╭─ Estratto
Urlo (Howl), il film.


Urlo
di Rob Epstein e Jeffrey Friedman 
USA 2010


In principio furono Hemingway e Fitzgerald. 

Poi arrivò la seconda guerra mondiale, così terribile, sconvolgente da non crederci. Anche per un americano fiducioso nel proprio paese e nel futuro: la seconda guerra mondiale segnò tutti indelebilmente. 

Dalle ceneri nacque una nuova razza di scrittori. Si fece largo in maniera pacifica, ma non modesta. Sorridente, ma non compiacente. Aggraziata, ma per nulla timida. Erano i pazzi fiori del jazz. 

Io li ho scoperti a 16 anni, negli anni novanta, e per tutta l'adolescenza mi hanno accompagnato; li ho studiati a fondo come studia soltanto chi ha realmente sete di libri, senza tralasciare nessuna sfumatura, neanche un rigo a piè di pagina, sottolineando, ricopiando, dedicando estratti, ripetendoli mentalmente, in loop. Nel mio zaino, nel ripiano basso dei miei banchi, c’era sempre un Kerouac tascabile. Lo leggevo durante le interrogazioni di chimica, o tra una lezione e l'altra, per poi riprenderlo in mano a casa, con disapprovazione da parte dei miei genitori: da mamma perchè avrei dovuto concentrarmi meglio sui libri di scuola (ma avevo buoni voti quindi erano proteste passeggere, lievi) e da parte di Flappy perchè, mi ripeteva sempre, "vivi di più e leggi di meno!" (ma lui alla mia età era uguale, e poi chi è che mi aveva fatto conoscere On the road?).
╰─
╭─ Dati forniti
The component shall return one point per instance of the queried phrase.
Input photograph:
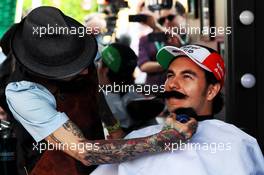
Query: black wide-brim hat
(64, 50)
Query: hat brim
(5, 40)
(169, 53)
(83, 60)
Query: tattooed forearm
(115, 151)
(71, 127)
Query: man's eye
(169, 75)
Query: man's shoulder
(220, 130)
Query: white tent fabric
(217, 148)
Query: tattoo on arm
(73, 128)
(55, 138)
(116, 151)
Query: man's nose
(174, 84)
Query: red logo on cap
(216, 64)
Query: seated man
(53, 95)
(197, 73)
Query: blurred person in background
(148, 49)
(116, 67)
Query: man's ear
(213, 90)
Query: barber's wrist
(114, 128)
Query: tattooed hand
(186, 129)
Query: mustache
(172, 94)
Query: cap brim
(168, 53)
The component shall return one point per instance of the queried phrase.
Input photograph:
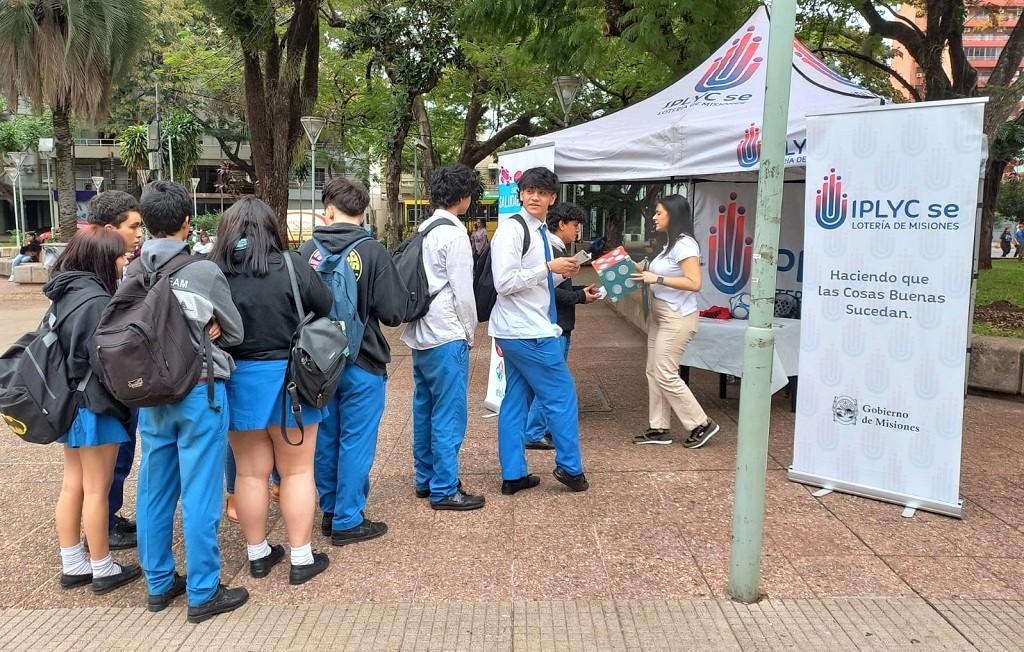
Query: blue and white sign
(886, 300)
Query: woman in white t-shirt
(674, 278)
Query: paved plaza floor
(640, 561)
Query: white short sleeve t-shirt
(667, 264)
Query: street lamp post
(17, 158)
(312, 125)
(13, 174)
(566, 88)
(46, 150)
(195, 181)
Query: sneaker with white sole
(653, 436)
(701, 435)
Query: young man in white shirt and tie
(440, 343)
(523, 323)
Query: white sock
(259, 551)
(75, 561)
(303, 555)
(104, 567)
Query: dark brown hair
(347, 197)
(95, 250)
╰─
▶ **Compito da svolgere**
Trascrivi di nuovo l'estratto sul film Urlo a partire dalle parole "Poi arrivò la" e fermati dopo "fiori del jazz.", sostituendo "scrittori" con "poeti". Il materiale non ha alcun legame con l'estratto.

▶ **Risposta al compito**
Poi arrivò la seconda guerra mondiale, così terribile, sconvolgente da non crederci. Anche per un americano fiducioso nel proprio paese e nel futuro: la seconda guerra mondiale segnò tutti indelebilmente. 

Dalle ceneri nacque una nuova razza di poeti. Si fece largo in maniera pacifica, ma non modesta. Sorridente, ma non compiacente. Aggraziata, ma per nulla timida. Erano i pazzi fiori del jazz.